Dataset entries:
╭──

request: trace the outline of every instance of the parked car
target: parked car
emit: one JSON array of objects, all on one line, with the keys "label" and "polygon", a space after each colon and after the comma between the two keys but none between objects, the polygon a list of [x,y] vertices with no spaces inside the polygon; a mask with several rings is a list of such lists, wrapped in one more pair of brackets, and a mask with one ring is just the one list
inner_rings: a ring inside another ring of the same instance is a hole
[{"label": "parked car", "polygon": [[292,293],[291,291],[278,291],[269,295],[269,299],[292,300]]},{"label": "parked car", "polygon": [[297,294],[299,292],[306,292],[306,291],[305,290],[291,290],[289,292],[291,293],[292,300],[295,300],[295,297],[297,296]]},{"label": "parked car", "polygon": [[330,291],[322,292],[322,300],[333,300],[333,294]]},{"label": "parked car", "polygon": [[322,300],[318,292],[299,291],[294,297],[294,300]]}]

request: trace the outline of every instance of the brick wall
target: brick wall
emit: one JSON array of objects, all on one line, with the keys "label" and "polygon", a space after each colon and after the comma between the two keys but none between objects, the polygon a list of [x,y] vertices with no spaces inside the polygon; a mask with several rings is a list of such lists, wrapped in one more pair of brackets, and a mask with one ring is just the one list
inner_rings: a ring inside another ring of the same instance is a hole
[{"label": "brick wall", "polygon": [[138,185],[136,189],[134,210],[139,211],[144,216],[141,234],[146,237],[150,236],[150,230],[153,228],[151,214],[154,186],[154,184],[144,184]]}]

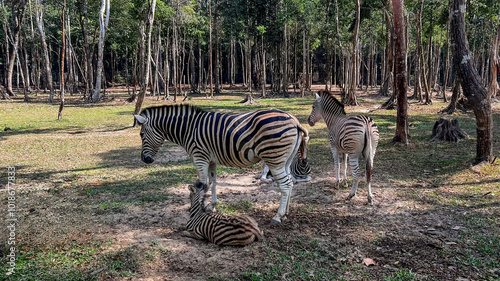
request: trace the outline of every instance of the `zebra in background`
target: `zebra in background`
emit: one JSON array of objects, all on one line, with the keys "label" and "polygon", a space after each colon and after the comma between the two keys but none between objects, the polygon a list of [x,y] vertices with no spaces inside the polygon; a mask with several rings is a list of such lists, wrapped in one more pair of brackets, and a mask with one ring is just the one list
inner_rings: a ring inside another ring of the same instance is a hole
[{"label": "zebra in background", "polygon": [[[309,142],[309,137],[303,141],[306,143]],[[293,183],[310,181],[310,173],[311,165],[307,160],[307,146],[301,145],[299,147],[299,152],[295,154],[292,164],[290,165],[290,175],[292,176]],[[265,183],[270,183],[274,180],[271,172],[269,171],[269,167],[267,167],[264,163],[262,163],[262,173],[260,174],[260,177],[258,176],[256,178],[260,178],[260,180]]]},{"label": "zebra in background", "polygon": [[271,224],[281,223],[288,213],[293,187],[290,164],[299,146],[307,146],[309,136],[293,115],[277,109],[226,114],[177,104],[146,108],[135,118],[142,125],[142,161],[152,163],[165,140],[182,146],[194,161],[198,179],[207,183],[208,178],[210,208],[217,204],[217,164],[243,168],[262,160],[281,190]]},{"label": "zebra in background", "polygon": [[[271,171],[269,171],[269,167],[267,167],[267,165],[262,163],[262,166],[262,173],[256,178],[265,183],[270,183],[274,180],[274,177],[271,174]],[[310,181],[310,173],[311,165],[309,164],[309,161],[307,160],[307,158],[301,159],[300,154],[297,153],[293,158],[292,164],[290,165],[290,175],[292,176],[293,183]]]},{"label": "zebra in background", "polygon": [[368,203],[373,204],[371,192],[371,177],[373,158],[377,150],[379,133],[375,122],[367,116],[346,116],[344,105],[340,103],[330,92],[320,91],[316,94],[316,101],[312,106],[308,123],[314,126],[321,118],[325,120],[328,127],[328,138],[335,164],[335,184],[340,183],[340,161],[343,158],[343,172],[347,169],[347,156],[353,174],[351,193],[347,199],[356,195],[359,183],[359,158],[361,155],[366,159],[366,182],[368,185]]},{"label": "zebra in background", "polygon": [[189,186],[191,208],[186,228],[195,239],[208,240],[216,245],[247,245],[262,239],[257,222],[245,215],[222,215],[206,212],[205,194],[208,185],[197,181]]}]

╰──

What this task involves: Extract from the data every line where "request" shows up.

Exercise solution:
request: trace the outline of every instance of the parked car
request: trace the outline of every instance of the brick wall
request: trace the outline of every instance of the `zebra in background`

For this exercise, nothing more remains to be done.